[Work to be completed]
Omit all pictures, and print word for word only the lines from the one containing "Target: pole" through the end of the data.

[Dataset entries]
==============================

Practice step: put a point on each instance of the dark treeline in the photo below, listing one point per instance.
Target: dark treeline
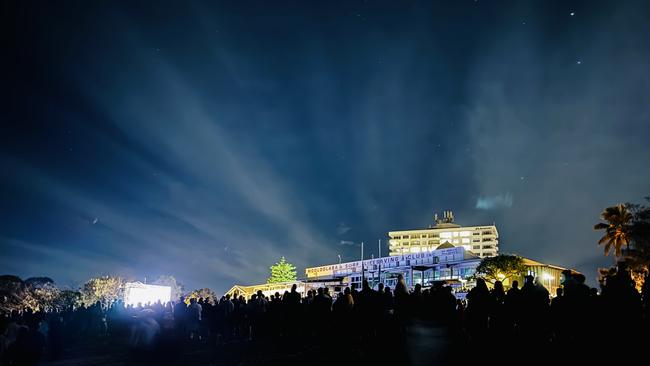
(422, 326)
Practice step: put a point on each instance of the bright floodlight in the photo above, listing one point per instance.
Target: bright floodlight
(138, 293)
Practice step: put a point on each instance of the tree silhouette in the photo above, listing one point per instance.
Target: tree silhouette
(501, 267)
(617, 228)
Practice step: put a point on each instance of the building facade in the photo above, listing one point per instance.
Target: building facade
(483, 241)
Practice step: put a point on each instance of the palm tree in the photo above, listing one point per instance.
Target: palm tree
(617, 228)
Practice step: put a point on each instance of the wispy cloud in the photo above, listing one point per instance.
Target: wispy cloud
(494, 202)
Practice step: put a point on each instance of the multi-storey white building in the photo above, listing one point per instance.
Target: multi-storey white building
(480, 240)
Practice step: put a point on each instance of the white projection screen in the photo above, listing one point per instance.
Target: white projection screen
(138, 293)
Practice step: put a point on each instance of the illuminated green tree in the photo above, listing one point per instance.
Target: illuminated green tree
(282, 271)
(105, 289)
(501, 267)
(202, 293)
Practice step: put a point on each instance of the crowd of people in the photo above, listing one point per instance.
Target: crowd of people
(576, 316)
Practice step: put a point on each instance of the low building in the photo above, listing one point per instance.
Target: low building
(480, 240)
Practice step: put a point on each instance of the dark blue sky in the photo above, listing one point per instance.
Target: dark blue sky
(206, 140)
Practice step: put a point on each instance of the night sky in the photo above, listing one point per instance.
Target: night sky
(206, 140)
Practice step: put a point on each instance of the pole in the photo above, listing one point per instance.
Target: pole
(362, 271)
(379, 268)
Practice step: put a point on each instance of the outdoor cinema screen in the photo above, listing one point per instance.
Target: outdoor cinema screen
(138, 293)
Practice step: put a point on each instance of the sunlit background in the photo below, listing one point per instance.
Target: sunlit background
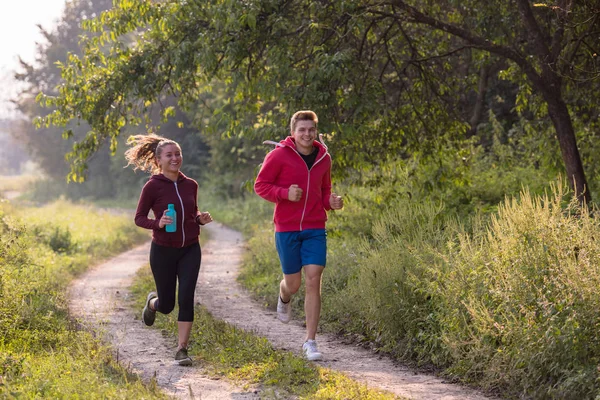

==============================

[Solution for this task]
Target: pole
(362, 271)
(379, 268)
Practice step: put a point on each instance of the outdoor cinema screen in the photo above, listing one point per instance.
Target: outdoor cinema screen
(138, 293)
Practice step: put a point on each instance of the sunlit background in the photo below, listing one point per instance.
Target: sunlit background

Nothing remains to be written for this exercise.